◆ WORK INSTRUCTIONS
Return exactly the lines of the data below, from the one that contains "of the crochet" through the final line, and leave out every picture.

________________________

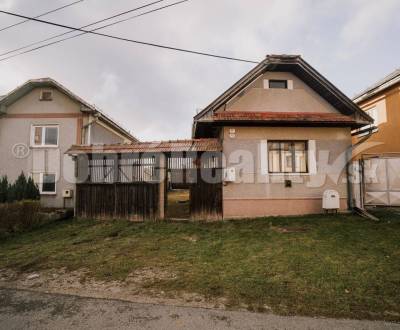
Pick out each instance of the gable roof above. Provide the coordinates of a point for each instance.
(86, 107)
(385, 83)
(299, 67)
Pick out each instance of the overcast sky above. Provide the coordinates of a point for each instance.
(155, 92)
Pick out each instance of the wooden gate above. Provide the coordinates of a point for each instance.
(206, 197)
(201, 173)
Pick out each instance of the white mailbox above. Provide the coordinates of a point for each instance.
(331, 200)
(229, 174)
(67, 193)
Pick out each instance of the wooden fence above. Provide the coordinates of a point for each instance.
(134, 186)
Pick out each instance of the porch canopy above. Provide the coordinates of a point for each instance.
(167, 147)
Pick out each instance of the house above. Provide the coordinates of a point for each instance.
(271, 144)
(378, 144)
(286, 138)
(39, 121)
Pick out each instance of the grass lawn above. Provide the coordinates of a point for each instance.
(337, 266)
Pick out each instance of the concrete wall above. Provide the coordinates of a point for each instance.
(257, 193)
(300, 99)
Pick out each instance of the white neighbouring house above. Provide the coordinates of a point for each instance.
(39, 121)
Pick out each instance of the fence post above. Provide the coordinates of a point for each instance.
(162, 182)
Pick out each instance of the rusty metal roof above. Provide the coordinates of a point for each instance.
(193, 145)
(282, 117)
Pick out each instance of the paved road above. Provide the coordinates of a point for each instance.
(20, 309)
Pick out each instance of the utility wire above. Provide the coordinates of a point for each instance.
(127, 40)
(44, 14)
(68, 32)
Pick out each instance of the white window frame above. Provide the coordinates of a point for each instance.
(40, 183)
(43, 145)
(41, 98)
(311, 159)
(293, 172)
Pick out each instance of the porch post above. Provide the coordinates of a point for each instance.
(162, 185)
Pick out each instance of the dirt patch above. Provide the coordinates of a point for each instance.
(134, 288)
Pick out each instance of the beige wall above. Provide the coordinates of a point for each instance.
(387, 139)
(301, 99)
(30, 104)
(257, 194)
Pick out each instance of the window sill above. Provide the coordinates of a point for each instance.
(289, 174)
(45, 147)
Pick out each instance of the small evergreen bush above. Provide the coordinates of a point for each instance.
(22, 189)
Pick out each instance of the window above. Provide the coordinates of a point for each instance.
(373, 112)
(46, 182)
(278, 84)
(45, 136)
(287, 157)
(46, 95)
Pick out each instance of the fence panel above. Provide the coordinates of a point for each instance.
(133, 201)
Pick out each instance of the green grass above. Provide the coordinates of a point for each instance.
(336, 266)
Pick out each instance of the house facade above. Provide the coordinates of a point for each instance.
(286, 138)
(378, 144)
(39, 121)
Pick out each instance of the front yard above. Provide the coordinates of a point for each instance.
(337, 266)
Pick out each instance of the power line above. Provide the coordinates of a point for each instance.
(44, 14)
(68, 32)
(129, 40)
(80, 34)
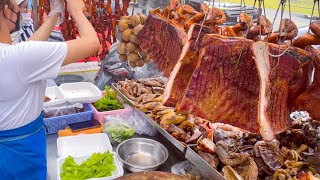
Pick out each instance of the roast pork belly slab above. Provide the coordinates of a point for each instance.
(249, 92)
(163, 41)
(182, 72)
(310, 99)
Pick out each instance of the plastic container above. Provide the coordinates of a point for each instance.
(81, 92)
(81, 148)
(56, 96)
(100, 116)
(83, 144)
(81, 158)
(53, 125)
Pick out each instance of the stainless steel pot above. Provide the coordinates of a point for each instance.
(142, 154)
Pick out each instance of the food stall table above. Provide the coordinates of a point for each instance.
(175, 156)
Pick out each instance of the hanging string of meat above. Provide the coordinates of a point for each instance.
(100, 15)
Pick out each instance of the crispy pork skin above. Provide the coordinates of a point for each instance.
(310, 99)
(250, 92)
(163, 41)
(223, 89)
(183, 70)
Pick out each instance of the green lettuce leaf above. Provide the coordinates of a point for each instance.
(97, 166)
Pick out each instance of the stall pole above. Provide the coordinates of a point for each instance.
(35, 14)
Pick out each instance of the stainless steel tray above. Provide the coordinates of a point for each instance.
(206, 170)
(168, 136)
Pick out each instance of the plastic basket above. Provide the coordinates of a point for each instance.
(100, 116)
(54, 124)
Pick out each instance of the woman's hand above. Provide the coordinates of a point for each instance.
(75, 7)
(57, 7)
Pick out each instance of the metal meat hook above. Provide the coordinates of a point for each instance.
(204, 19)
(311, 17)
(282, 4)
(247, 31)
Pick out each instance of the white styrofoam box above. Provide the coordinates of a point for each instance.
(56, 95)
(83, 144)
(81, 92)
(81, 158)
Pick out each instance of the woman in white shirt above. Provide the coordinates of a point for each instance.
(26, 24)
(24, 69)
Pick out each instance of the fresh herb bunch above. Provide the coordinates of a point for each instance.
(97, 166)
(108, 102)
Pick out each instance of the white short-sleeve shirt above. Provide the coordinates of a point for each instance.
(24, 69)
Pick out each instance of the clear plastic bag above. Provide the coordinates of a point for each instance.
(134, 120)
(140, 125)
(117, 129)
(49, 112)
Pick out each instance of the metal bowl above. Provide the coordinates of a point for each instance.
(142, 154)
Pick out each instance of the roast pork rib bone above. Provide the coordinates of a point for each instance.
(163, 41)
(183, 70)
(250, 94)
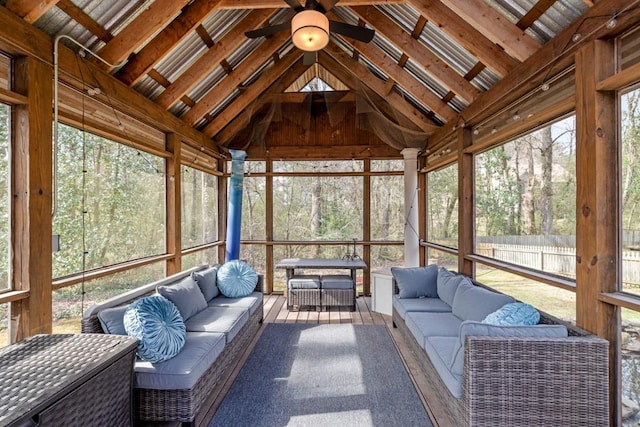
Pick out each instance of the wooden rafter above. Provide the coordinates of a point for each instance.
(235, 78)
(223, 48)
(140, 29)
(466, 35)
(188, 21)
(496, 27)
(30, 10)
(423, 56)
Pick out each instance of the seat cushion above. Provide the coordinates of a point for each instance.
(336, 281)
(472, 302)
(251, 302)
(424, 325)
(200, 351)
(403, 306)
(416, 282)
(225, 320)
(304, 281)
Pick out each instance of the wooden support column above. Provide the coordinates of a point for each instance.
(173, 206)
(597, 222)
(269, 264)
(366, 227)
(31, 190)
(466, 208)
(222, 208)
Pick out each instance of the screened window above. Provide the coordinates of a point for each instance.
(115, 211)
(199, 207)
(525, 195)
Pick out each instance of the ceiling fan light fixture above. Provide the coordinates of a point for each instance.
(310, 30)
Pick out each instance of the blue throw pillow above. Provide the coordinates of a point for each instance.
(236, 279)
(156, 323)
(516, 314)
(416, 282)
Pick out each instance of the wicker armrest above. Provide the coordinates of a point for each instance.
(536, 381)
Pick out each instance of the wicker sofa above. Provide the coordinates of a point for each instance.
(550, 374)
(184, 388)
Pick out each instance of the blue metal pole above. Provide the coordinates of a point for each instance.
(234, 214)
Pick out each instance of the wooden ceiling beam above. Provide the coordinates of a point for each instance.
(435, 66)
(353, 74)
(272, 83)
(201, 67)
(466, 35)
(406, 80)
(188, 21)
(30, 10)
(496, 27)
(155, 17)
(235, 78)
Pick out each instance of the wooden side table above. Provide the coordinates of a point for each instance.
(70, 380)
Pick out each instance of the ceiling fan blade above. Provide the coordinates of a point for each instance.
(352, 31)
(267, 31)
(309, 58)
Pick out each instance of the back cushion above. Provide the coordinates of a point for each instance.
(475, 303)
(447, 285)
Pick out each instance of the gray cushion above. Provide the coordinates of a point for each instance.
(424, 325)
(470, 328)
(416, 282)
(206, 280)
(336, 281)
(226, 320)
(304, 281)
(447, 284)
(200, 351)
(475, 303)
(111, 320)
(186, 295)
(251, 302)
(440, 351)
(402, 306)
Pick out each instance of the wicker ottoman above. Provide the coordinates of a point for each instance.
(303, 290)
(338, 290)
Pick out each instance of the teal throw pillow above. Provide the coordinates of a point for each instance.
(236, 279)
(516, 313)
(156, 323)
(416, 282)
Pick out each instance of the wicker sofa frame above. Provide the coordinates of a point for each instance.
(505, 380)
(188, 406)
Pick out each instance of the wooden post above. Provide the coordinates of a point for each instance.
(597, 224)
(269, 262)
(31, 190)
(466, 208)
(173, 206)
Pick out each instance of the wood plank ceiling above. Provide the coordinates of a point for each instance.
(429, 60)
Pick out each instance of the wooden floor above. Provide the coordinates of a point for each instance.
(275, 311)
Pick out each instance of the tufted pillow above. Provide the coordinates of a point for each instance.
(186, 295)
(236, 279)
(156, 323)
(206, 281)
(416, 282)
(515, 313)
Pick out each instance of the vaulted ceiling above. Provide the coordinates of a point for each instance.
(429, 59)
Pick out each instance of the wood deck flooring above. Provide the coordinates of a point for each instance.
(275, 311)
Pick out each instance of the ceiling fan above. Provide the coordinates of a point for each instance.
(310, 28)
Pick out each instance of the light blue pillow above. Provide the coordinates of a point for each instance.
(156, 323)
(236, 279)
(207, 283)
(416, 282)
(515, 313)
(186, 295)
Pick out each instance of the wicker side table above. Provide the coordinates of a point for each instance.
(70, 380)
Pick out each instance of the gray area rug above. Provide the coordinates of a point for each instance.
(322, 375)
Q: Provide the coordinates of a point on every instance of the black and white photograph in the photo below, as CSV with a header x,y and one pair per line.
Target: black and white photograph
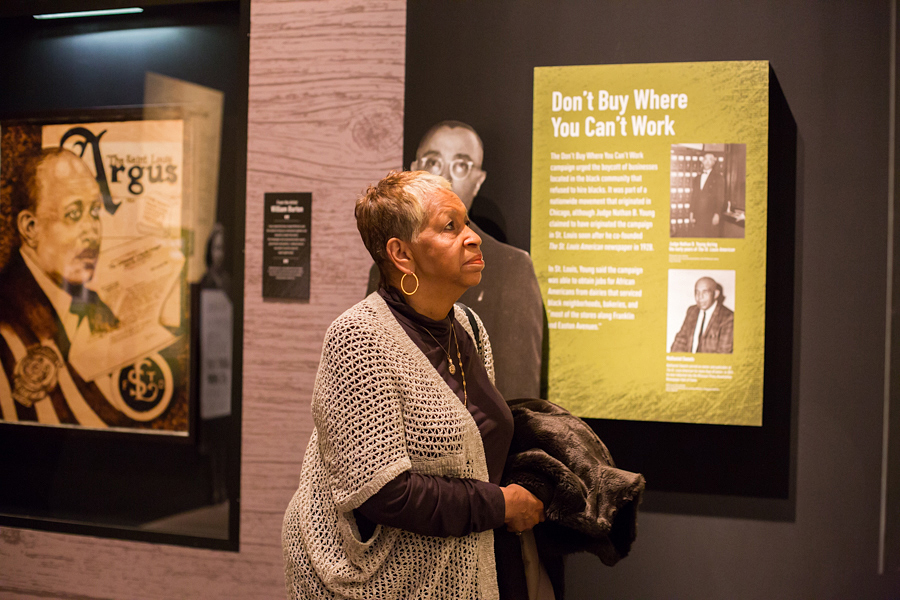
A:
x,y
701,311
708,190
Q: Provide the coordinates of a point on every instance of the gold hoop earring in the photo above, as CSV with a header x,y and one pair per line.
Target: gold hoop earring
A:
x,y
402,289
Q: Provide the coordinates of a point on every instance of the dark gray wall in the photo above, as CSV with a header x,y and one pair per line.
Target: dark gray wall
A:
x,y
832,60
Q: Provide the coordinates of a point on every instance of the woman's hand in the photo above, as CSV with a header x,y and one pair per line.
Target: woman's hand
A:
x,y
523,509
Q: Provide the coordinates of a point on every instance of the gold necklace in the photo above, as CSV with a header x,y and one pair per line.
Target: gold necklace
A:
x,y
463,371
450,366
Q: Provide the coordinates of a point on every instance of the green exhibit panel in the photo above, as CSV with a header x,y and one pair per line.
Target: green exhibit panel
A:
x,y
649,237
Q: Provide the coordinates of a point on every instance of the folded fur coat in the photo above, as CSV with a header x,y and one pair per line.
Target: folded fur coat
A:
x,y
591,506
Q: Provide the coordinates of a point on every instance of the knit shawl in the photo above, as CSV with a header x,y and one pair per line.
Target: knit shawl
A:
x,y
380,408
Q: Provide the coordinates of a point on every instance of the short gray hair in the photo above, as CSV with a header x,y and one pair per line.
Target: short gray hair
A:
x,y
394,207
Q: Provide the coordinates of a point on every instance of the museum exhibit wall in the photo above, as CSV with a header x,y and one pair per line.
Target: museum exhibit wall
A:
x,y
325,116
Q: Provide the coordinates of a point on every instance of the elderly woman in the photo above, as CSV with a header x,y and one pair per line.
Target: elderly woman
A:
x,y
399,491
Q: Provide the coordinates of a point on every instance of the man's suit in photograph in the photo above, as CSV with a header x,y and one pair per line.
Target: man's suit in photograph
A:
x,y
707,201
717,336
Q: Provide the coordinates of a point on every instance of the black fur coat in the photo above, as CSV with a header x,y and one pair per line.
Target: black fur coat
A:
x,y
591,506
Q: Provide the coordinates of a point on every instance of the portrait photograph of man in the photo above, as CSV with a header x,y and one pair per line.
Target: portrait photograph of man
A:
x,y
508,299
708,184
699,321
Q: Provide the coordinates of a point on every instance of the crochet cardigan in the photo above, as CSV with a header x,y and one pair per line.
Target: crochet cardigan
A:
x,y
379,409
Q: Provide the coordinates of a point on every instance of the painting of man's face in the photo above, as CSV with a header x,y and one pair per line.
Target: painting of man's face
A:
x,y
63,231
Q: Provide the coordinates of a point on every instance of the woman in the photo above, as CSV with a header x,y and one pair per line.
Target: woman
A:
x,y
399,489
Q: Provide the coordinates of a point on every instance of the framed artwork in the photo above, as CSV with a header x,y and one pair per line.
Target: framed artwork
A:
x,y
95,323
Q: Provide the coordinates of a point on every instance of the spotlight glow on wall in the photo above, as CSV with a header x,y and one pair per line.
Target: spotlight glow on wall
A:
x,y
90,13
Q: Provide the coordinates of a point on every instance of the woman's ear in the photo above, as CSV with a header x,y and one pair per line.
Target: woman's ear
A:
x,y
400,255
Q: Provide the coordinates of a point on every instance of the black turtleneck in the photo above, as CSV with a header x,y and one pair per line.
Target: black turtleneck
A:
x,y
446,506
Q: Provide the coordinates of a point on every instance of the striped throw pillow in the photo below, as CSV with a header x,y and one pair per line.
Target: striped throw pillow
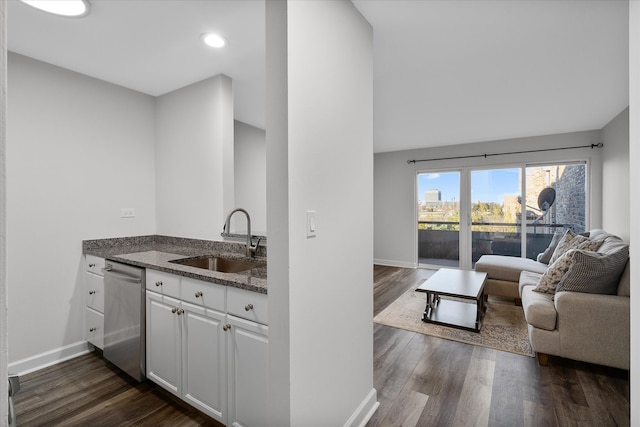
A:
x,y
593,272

________________________

◆ WRITTEN RESPONSE
Q: Provide the coordinates of a point on every instance of the crochet cardigan in the photo above, as CSV with a header x,y and one pair per line.
Target: crochet cardigan
A:
x,y
379,409
Q: Provide the coordinates of a point on every instance of the painting of man's face in the photo above, as CSV with a header x,y and one pair per line.
Target: painting of man's face
A:
x,y
63,231
Q: Provide the coordinates of a point on every instance of the woman in the photo above, as CSV with a header x,y and one pair per line.
Target: woman
A:
x,y
399,489
Q: Provide the coordinates of a point on every instance of the framed artwork in the photo above, as CSV with a header x,y and one pair per line.
Target: framed artwork
A:
x,y
95,323
Q: Provide the coordinates of a point on every instance of the spotlight glow on wall in the photo above, as CSV with a header x,y and one pair per line.
Target: spotlight glow on wall
A:
x,y
90,13
Q: Provide the coordinates of a point on every instance of the woman's ear in the photo above, as CSV with a header x,y and one pair per line.
Target: woman's ear
A:
x,y
400,255
Q: Provide the coordinates of a point on every instance of the black turtleneck in the photo above, as CSV with a header x,y and one pair per line.
Target: black turtleneck
A:
x,y
446,506
Q: Provide the coordinates of a point on every instance of the striped throw pillow in the photo below, as CSV with a header x,y and one pair per line.
Target: striped throw pillow
A:
x,y
593,272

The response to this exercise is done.